» **THE DATA**:
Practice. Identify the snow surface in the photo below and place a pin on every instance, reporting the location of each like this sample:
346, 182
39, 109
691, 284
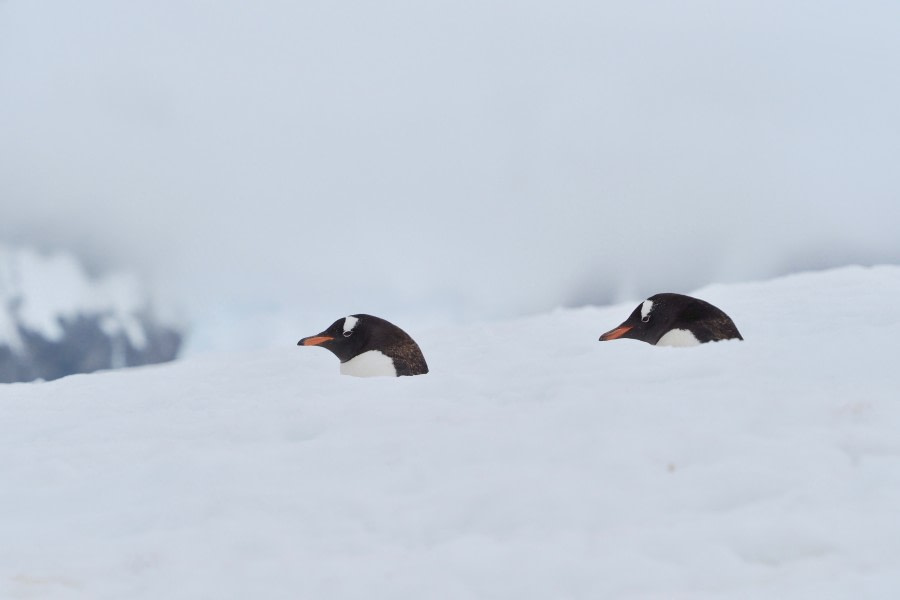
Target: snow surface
532, 462
678, 338
369, 364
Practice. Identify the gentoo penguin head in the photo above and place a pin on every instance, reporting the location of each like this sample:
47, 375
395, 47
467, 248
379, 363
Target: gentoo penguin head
368, 346
675, 320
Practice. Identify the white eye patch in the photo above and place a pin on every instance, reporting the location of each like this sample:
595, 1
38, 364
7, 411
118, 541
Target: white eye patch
646, 307
350, 323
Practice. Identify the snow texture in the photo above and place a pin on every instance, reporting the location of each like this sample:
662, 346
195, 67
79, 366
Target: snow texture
533, 462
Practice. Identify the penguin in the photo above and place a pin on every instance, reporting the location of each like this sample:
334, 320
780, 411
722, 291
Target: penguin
370, 347
675, 320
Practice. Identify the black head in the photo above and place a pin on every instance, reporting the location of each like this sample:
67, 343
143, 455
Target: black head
659, 314
345, 338
350, 336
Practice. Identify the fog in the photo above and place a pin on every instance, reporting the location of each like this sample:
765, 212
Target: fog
449, 161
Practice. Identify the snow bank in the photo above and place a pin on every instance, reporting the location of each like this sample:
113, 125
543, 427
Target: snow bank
533, 462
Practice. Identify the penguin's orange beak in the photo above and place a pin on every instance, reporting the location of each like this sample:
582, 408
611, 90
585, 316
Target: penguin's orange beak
616, 333
314, 340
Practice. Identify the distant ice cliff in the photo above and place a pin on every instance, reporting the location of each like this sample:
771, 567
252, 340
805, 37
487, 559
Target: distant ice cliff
56, 320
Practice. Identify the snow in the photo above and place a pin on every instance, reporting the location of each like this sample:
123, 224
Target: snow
349, 323
532, 462
38, 290
369, 364
678, 338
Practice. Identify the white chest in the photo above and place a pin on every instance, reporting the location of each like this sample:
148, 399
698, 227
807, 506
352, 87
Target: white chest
678, 337
369, 364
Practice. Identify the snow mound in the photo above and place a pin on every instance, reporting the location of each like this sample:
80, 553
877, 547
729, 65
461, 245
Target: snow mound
532, 462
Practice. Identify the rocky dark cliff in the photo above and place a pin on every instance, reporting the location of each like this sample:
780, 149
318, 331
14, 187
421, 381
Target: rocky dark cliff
55, 320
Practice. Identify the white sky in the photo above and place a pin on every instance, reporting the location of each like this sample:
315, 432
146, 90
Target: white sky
451, 159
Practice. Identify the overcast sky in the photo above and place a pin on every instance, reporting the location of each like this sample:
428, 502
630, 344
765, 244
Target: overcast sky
454, 159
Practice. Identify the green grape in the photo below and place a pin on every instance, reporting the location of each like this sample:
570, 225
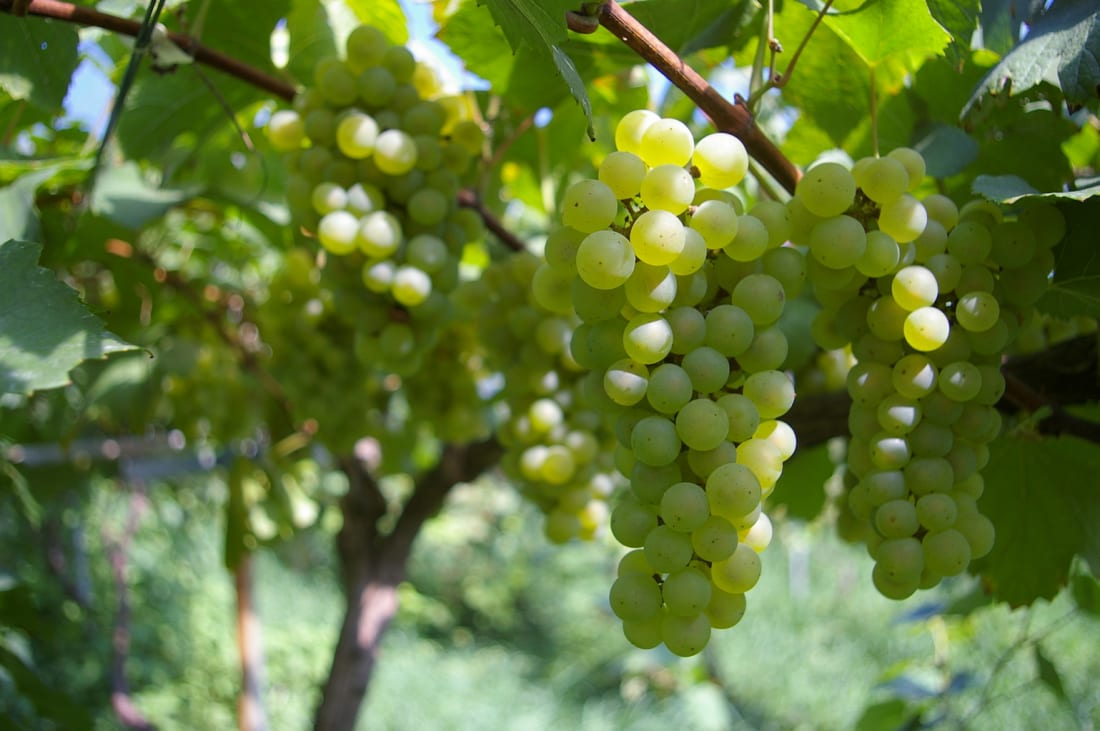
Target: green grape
750, 242
946, 553
650, 288
899, 414
286, 130
772, 392
838, 242
686, 593
702, 424
692, 256
721, 159
666, 142
882, 179
725, 609
827, 189
761, 297
395, 152
715, 540
881, 255
926, 329
729, 330
655, 441
356, 134
605, 259
635, 597
667, 550
380, 234
959, 380
914, 287
589, 206
969, 242
733, 490
623, 173
647, 338
410, 286
658, 237
337, 232
668, 188
631, 521
684, 507
739, 573
743, 414
630, 129
903, 218
977, 311
685, 635
626, 381
936, 511
717, 222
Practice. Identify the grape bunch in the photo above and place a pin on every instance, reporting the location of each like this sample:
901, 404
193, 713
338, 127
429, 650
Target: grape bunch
679, 294
374, 169
557, 449
928, 297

» **SHORT EXERCISE**: Leave the pictures out and reproduce each record exactly as written.

» **SOLUTION FOR THIS TASK**:
Practice. Identify the snow surface in the photo below and place a pin on every instance, reporting the location of each like this sample:
346, 182
39, 109
691, 284
Target: snow surface
532, 462
678, 338
369, 364
Practice. Identify the gentoo penguin head in the photo above and place a pin on every instance, reporting the location of each like this sample:
47, 375
395, 47
467, 248
379, 363
Target: gentoo penguin head
368, 346
675, 320
Practice. Identify the white eye patch in the photo above and place a pin on every instance, reporting the location of each like this sample:
595, 1
38, 364
7, 411
118, 541
Target: white eye patch
646, 307
350, 323
Practice. Identify the snow texture in the photo above and place a pin on every instance, reporting the location of each like this sample:
662, 346
195, 67
79, 366
Target: snow texture
533, 462
Practice. Identify the penguin in the photo above and place a pin on every instance, reporting the location of each like this sample:
334, 320
780, 411
722, 291
Target: penguin
370, 347
675, 320
Practice. Identify the black head in the photo above and place a pin on every instance, reporting the location of each like this sample:
67, 343
143, 455
Target: black head
659, 314
345, 338
350, 336
Practice. Identify the fog in the photo above and place a pin on every instance, reporting the location of each like this sample:
765, 212
Target: fog
449, 161
Practice. Identify the snow bank in the photo above and place a pin on every instance, reporting the location of each like this sample:
113, 125
543, 427
Target: snow bank
533, 462
Practice. Identify the penguin's orange beak in the photo above and place a pin on every instance, reporting the location of each like this sample:
582, 408
611, 90
585, 316
Target: penguin's orange beak
616, 333
314, 340
Practice. Identify the distant ice cliff in the photo above and place a pin on every instance, reporting the location of each like this sample:
771, 567
252, 340
805, 37
487, 559
Target: distant ice cliff
56, 320
Practice. Identify the snow in the photo above and place a pin on every instance, reporting the location of each like this sample:
123, 224
Target: snow
349, 323
532, 462
38, 290
369, 364
678, 338
Practice. Identify the white chest in the photo above and place a pin on every instance, reporting the location of each like this sample:
148, 399
698, 227
807, 506
352, 87
Target: white chest
678, 337
369, 364
Practice. Identify the snow mound in the photo above and place a pin on every instance, reporting the location of each like this sample:
80, 553
877, 547
729, 65
461, 245
Target: snow mound
532, 462
Practice. Identify the rocky dark cliff in the photo above and place a pin on every instance, reporting the location of each like this sample:
780, 149
318, 331
14, 187
421, 381
Target: rocky dark cliff
55, 320
Practice. Identify the white sky in the photo above and place a pin on every instance, reporting the location of each like this sample:
315, 432
146, 90
Target: white sky
451, 159
Practice. Identify the overcast sky in the photo above and place a pin on every instance, reporting the location of each like this sample:
428, 502
630, 344
765, 244
Target: overcast sky
454, 159
Practice. Identify the green grape in the photo below and place a pin on every instance, reporting the location of each like this sample:
570, 225
Target: green grape
750, 242
946, 553
650, 288
899, 414
286, 130
772, 392
838, 242
686, 593
702, 424
692, 256
721, 159
666, 142
882, 179
725, 609
827, 189
761, 297
395, 152
715, 540
881, 255
926, 329
729, 330
655, 441
356, 134
605, 259
635, 597
667, 550
380, 234
959, 380
914, 287
589, 206
969, 242
733, 490
623, 173
647, 338
410, 286
658, 237
337, 232
668, 188
631, 521
684, 507
739, 573
743, 414
630, 129
903, 218
977, 311
685, 635
626, 381
936, 511
717, 222
Practice. Identify the grape bunch in the photo above and place a pin on every instance, reporting the location of each like this sample:
901, 404
193, 713
338, 127
429, 650
Target: grape bunch
679, 294
374, 169
557, 449
928, 297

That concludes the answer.